# Source passage
━━━━━━━━━━

[LLVMdev] GSoC Proposal: Table-Driven Decompilation

Thu Apr 5 08:18:49 PDT 2012

On Apr 4, 2012, at 8:54 AM, Joshua Cranmer wrote:

> On 4/4/2012 12:08 AM, Charles Davis wrote:
>> Proposal:
>> Since its humble beginnings in 2001, LLVM has grown from a simple compiler toolkit to an entire family of build tools. Currently, it includes an assembler, a disassembler, a JIT, a C compiler, a debugger, an archiver, various tools for analyzing object files, and even a linker. In fact, just about the only tool missing from this set (aside from various language compilers) is a decompiler--a tool to turn machine code back into LLVM IR. This project proposes adding such a tool.
>> 
>> Some of the information needed to produce such a tool is already present--in the form of target description files, some of which contain patterns used to transform LLVM IR--or, more accurately, a selection DAG--into machine code. Since a decompiler is largely a compiler working in reverse, it should be conceivable to use these patterns to transform machine code back into a selection DAG--and transform that, in turn, back into raw LLVM IR. To actually read machine code, the decompiler will use the MC disassembler to produce MCInst objects, which can be transformed back into CodeGen's MachineInstr representation, so it can be fed through the selection DAG in reverse.
>> 
>> Some DAG->machine code transformations aren't controlled by TableGen patterns, but by custom transformations implemented as C++ code. For those transformations, custom C++ code performing the reverse transformation will be necessary.
> 
> This strikes me as an extremely ambitious project, and I wonder how much 
> you could actually get done in a summer.
> 
> Take the MCInst->MachineInstr conversion. In order to properly do this 
> phase, you have to reconstruct functions, basic blocks, control flow... 
> as well as identifying global variables and their initializers (should 
> they have any). I am not an expert in the state of the art, but some 
> experiments with IDA Free indicate that identifying the latter correctly 
> (consider arrays where you have references to particular elements of the 
> array: you have references to the middle of the array, which would 
> generally construct a new symbol offset... arrays of structs are even 
> worse!).

━━━━━━━━━━

# Dataset rows
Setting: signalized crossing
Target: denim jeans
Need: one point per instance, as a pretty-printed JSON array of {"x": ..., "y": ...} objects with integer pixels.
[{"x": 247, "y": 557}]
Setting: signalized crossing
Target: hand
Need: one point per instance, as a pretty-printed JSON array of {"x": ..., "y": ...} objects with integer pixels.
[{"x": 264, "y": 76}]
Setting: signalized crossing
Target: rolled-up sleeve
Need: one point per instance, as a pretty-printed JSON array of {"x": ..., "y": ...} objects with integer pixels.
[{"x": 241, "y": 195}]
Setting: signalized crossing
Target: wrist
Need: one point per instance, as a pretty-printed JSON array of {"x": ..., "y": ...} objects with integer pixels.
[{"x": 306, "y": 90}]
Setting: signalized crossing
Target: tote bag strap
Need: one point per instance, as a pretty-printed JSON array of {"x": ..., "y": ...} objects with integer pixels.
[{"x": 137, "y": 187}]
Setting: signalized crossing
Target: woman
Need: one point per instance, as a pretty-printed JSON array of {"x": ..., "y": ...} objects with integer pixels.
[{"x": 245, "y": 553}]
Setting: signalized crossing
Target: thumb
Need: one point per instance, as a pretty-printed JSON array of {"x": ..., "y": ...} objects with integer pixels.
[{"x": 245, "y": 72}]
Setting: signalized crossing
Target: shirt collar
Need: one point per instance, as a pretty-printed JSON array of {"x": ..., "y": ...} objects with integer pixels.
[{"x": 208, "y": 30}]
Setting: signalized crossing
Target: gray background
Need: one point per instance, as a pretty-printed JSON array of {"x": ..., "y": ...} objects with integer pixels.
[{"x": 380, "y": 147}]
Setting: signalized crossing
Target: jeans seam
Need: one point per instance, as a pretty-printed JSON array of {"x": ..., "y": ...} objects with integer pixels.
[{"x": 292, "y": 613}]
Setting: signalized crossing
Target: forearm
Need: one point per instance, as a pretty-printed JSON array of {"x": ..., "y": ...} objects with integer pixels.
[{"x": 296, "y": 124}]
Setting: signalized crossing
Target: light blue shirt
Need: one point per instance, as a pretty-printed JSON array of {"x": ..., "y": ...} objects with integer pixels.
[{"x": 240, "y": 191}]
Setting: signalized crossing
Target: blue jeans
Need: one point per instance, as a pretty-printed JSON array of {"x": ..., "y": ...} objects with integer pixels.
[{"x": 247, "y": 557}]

━━━━━━━━━━

# Exercises to complete
1. According to the LLVM decompilation thread, what will the decompiler use to produce MCInst objects from machine code?
2. Write the next part of the LLVM decompilation thread, picking up after its final sentence.
The entries have no connection to the LLVM decompilation thread.

# Answer set
1. The MC disassembler.

2.
Maybe I should devote my SoC project to just this, then? Perhaps, make a simple MCInst->MachineInstr transformer that doesn't handle anything complex like global variables or arrays or anything like that?
> 
> Another issue you would have is getting the implicit register usages 
> correct... if you leave these out, you would get a MachineFunction that 
> you can't do any code generation optimizations on safely. This isn't 
> necessarily a problem, but it's something which would need warning 
> labels in big, flashing neon signs. In any case, tracking the implicit 
> use of registers is critical to being able to do register "deallocation" 
> and recovering SSA values for the machine code. It's not clear to me 
> that you could let this fall out during the SelectionDAG process.
True.
> 
> Finally, it's not clear to me that using a selection DAG would derive 
> you much benefit instead of just doing a straight MachineInstr->LLVM IR 
> transformation. However, this is not my area of expertise, so I won't 
> comment any further in this regard.
Perhaps after I finish MCInst->MachineInstr conversion, I should do a MachineInstr->LLVM IR transformation--or maybe I should just do MCInst->LLVM IR directly! I wanted to use the SelectionDAG because I wanted to take advantage of the patterns stored in the target description files, but now that I think about it, I'm not sure I'll get much out of it, either…

Thanks for your input.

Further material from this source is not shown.